• **PROBLEM TO WORK ON**
Format every line of the items below as a JSON list of strings, one string per line, and leave out the blank lines.

-------- INPUT RECORDS --------

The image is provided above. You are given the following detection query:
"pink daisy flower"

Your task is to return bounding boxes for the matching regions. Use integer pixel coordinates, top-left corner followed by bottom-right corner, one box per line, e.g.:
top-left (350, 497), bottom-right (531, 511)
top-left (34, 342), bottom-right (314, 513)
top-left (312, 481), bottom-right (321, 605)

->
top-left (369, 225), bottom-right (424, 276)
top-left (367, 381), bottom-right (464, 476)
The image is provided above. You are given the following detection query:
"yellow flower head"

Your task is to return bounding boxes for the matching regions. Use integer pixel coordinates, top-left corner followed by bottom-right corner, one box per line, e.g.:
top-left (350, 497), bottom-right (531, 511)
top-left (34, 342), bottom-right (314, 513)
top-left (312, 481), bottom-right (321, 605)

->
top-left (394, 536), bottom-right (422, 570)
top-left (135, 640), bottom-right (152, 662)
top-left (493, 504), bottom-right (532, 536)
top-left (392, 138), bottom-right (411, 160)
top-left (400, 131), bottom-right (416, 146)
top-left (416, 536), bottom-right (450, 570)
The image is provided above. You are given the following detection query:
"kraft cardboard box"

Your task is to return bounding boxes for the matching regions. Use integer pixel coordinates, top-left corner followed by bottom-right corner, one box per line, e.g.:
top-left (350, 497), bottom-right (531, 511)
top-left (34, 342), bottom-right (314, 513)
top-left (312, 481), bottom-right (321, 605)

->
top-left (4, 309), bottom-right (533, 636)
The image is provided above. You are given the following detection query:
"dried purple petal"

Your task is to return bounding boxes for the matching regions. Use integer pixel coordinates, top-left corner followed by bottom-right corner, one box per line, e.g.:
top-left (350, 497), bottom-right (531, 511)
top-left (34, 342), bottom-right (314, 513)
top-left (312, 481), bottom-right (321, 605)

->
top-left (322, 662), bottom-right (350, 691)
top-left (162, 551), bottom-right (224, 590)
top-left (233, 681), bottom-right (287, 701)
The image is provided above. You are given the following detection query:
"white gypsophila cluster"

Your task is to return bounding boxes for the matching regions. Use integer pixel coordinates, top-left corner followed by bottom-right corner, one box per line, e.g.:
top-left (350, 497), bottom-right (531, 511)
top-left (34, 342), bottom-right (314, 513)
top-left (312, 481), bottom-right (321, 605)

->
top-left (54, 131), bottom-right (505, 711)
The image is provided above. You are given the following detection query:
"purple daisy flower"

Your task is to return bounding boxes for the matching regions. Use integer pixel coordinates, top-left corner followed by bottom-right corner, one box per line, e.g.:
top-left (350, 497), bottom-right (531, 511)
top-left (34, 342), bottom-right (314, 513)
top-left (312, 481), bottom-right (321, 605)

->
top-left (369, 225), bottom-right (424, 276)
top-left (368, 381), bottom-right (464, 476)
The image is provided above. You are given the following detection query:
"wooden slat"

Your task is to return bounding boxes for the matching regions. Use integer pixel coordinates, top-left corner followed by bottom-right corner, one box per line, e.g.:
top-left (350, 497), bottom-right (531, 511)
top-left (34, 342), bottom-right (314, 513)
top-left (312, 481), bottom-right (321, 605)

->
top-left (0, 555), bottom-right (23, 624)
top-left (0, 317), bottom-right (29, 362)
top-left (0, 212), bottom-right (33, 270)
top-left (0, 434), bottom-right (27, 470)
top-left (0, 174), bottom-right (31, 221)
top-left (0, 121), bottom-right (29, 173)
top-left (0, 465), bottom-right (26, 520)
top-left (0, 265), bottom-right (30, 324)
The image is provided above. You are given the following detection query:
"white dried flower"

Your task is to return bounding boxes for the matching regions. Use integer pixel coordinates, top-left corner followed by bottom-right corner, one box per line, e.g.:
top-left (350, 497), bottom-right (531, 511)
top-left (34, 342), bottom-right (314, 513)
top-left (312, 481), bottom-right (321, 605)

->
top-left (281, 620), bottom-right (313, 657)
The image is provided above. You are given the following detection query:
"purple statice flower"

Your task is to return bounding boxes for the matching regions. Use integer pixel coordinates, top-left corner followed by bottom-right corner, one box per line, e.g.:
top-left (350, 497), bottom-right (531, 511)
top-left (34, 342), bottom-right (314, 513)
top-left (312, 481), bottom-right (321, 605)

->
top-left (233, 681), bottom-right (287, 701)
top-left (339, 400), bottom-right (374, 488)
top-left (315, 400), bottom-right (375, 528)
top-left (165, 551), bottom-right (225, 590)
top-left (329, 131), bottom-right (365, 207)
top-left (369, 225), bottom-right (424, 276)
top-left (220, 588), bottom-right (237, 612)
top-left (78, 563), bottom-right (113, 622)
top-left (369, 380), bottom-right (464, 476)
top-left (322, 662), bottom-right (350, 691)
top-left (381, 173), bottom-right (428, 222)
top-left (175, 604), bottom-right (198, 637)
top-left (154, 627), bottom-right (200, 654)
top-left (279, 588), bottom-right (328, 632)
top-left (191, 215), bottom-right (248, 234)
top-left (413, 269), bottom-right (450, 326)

--------

• **TASK RESPONSE**
[
  "The image is provided above. You are given the following detection query:",
  "\"pink daisy flower\"",
  "Your task is to return bounding boxes for the matching regions. Use integer pixel coordinates, top-left corner followed by bottom-right corner, one box per line, e.g.:",
  "top-left (350, 497), bottom-right (531, 511)",
  "top-left (34, 342), bottom-right (314, 513)",
  "top-left (312, 481), bottom-right (321, 605)",
  "->",
  "top-left (369, 225), bottom-right (424, 276)",
  "top-left (367, 381), bottom-right (464, 476)",
  "The image is provided above. You are given the following detection query:",
  "\"yellow flower head\"",
  "Your task is to return bounding boxes for the matching regions. Use integer pixel coordinates, top-left corner followed by bottom-right corner, one box per line, e.g.:",
  "top-left (350, 497), bottom-right (531, 511)",
  "top-left (34, 342), bottom-right (314, 513)",
  "top-left (312, 481), bottom-right (321, 605)",
  "->",
  "top-left (394, 536), bottom-right (422, 570)",
  "top-left (135, 640), bottom-right (152, 662)",
  "top-left (493, 504), bottom-right (532, 536)",
  "top-left (392, 138), bottom-right (411, 160)",
  "top-left (400, 131), bottom-right (416, 146)",
  "top-left (416, 536), bottom-right (450, 570)",
  "The image is provided above. You are given the following detection query:",
  "\"kraft cardboard box\"",
  "Your task is to return bounding boxes for the matching regions. Use integer pixel coordinates, top-left corner followed by bottom-right corner, one box per line, e.g.:",
  "top-left (350, 497), bottom-right (531, 511)",
  "top-left (34, 342), bottom-right (314, 513)",
  "top-left (312, 481), bottom-right (321, 605)",
  "->",
  "top-left (4, 309), bottom-right (533, 636)",
  "The image is provided above. You are given the following detection query:",
  "\"dried purple petal\"",
  "Your task is to return bounding boxes for the matching regions. Use integer pixel coordinates, top-left corner followed by bottom-right corner, one box per line, e.g.:",
  "top-left (350, 497), bottom-right (531, 511)",
  "top-left (34, 342), bottom-right (314, 513)",
  "top-left (312, 481), bottom-right (321, 605)",
  "->",
  "top-left (322, 662), bottom-right (350, 691)",
  "top-left (162, 551), bottom-right (224, 590)",
  "top-left (233, 681), bottom-right (287, 701)",
  "The image is provided above. You are given the following detection query:",
  "\"white gypsophila cluster\"",
  "Your task is to return bounding boxes for the matching regions. Use integer pixel coordinates, top-left corner followed by bottom-right corner, one box per line, e.g.:",
  "top-left (350, 497), bottom-right (531, 511)",
  "top-left (34, 342), bottom-right (314, 513)",
  "top-left (312, 481), bottom-right (321, 605)",
  "->",
  "top-left (54, 131), bottom-right (505, 711)",
  "The image is provided above. You are given the following detection query:",
  "\"purple daisy flower\"",
  "Your task is to return bounding boxes for the matching regions. Use integer pixel coordinates, top-left corner followed by bottom-right corner, one box per line, e.g.:",
  "top-left (350, 497), bottom-right (531, 511)",
  "top-left (34, 342), bottom-right (314, 513)",
  "top-left (312, 481), bottom-right (321, 605)",
  "->",
  "top-left (369, 225), bottom-right (424, 276)",
  "top-left (368, 381), bottom-right (464, 476)",
  "The image is provided above. You are given the following detection query:",
  "\"wooden slat\"",
  "Your task is to return bounding boxes for the matching regions. Use integer pixel coordinates, top-left corner followed by bottom-right corner, one box per line, e.g.:",
  "top-left (350, 497), bottom-right (531, 511)",
  "top-left (34, 342), bottom-right (314, 513)",
  "top-left (312, 481), bottom-right (321, 605)",
  "->",
  "top-left (0, 555), bottom-right (23, 624)",
  "top-left (0, 317), bottom-right (29, 362)",
  "top-left (0, 212), bottom-right (33, 270)",
  "top-left (0, 434), bottom-right (27, 470)",
  "top-left (0, 174), bottom-right (31, 221)",
  "top-left (0, 121), bottom-right (29, 173)",
  "top-left (0, 465), bottom-right (26, 520)",
  "top-left (0, 265), bottom-right (30, 324)",
  "The image is provided above. You are given the following detection query:",
  "\"white dried flower\"",
  "Your task is to return bounding boxes for the matching regions. Use integer pixel coordinates, top-left corner followed by bottom-right corner, one box per line, e.g.:",
  "top-left (350, 497), bottom-right (531, 511)",
  "top-left (34, 342), bottom-right (314, 513)",
  "top-left (312, 481), bottom-right (321, 605)",
  "->",
  "top-left (281, 620), bottom-right (313, 657)",
  "The image is provided above. You are given the following detection query:",
  "\"purple statice flower\"",
  "Your task is to return bounding boxes for the matching regions. Use integer pixel coordinates, top-left corner followed by bottom-right corner, one box per line, e.g.:",
  "top-left (350, 497), bottom-right (531, 511)",
  "top-left (34, 342), bottom-right (314, 513)",
  "top-left (312, 481), bottom-right (321, 605)",
  "->",
  "top-left (233, 681), bottom-right (287, 701)",
  "top-left (339, 400), bottom-right (374, 488)",
  "top-left (315, 400), bottom-right (375, 528)",
  "top-left (165, 551), bottom-right (225, 590)",
  "top-left (329, 131), bottom-right (365, 207)",
  "top-left (369, 225), bottom-right (424, 276)",
  "top-left (220, 588), bottom-right (237, 612)",
  "top-left (78, 563), bottom-right (113, 622)",
  "top-left (369, 380), bottom-right (464, 476)",
  "top-left (322, 662), bottom-right (350, 691)",
  "top-left (381, 173), bottom-right (428, 222)",
  "top-left (175, 604), bottom-right (198, 637)",
  "top-left (154, 627), bottom-right (200, 654)",
  "top-left (279, 588), bottom-right (328, 632)",
  "top-left (191, 215), bottom-right (248, 234)",
  "top-left (413, 269), bottom-right (450, 326)"
]